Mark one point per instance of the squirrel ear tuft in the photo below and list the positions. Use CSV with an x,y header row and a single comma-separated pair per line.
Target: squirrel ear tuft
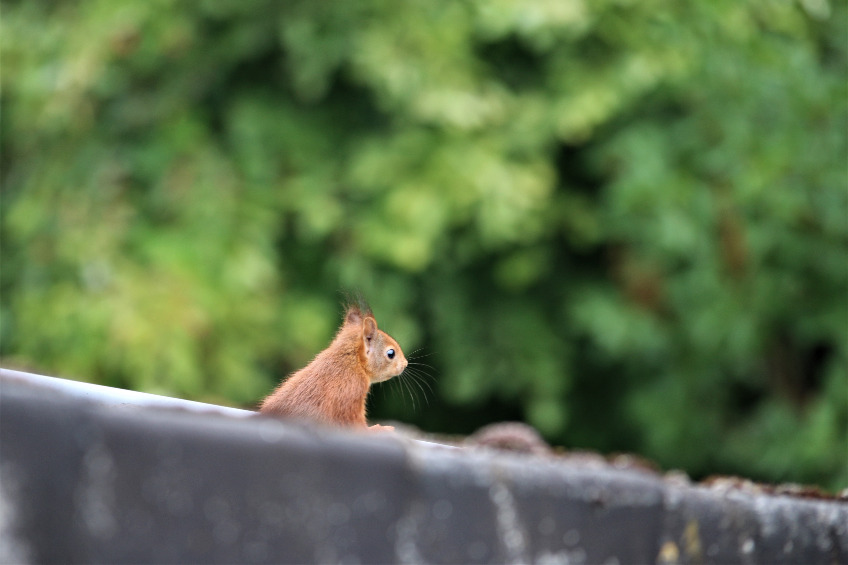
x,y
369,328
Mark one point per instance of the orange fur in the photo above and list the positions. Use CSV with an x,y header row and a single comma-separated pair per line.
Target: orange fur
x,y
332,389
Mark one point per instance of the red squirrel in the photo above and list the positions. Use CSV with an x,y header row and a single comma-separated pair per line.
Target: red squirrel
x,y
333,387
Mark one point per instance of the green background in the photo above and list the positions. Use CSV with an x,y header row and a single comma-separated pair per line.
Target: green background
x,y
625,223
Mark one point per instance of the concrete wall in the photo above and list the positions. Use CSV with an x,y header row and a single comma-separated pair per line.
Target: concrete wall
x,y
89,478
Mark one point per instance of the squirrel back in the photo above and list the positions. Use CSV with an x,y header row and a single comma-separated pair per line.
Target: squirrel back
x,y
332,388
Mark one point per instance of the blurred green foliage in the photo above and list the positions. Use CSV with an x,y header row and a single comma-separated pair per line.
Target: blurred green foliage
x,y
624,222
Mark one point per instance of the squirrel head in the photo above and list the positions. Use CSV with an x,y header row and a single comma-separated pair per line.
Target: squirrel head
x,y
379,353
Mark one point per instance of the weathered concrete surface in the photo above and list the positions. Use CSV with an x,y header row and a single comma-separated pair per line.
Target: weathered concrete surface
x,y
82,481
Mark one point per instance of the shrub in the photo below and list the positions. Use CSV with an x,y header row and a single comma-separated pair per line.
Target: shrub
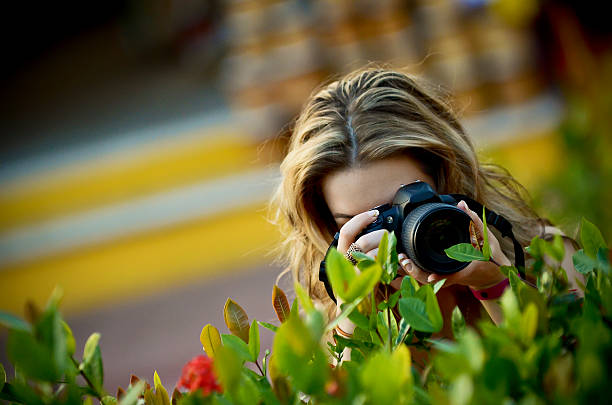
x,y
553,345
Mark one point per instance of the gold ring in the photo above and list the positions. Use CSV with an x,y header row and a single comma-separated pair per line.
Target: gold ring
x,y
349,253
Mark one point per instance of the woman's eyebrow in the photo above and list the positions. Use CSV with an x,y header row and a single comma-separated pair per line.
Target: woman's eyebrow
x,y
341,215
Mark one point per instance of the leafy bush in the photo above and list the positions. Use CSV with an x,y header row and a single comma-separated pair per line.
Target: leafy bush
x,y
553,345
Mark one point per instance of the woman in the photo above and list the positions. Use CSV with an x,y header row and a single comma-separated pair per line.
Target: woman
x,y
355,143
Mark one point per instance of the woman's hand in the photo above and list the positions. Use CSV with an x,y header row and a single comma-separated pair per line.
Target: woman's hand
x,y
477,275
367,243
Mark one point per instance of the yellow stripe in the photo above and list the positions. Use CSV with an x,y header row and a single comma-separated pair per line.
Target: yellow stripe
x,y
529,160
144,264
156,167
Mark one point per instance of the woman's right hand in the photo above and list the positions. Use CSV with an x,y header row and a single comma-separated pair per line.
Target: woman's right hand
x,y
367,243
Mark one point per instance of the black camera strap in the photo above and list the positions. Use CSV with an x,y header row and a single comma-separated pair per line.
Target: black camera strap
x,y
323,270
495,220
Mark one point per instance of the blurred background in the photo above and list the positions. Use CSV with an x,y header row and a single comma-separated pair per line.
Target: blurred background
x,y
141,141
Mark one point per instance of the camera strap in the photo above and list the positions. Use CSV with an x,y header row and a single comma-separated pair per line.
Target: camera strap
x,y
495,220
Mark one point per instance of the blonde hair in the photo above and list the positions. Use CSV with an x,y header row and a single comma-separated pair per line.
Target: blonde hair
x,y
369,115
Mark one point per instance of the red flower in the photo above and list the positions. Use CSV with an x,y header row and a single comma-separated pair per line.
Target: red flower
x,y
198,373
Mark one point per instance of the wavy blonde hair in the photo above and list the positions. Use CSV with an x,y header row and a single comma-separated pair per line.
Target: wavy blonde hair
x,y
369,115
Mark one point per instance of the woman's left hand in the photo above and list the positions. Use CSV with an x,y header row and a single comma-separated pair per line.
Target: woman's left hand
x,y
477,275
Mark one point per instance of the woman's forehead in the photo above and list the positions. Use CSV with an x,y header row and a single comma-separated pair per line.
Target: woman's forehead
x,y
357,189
^^^^^^^^
WHAT YOU ARE ASKED TO DO: Set out, exactly as written, the lines from the line with "Mark one point per instance of the wavy" to the last line of the records, inclusive, and only those lines.

ANSWER:
Mark one point per instance of the wavy blonde hair in the photo above and list the positions. Use CSV with an x,y header row and a single comma-separated pair per line.
Target: wavy blonde hair
x,y
369,115
Mark one point per instance of the woman's left hand in the photo above and list the positions. Use CSV with an x,y header row and a single comma-separated pair per line.
Target: woman's left hand
x,y
477,275
Mark one point per instance of the woman's forehead in the photo above and list the positions. Use CSV with an x,y header row and a single comma-separated pair per line.
Target: woman's forehead
x,y
357,189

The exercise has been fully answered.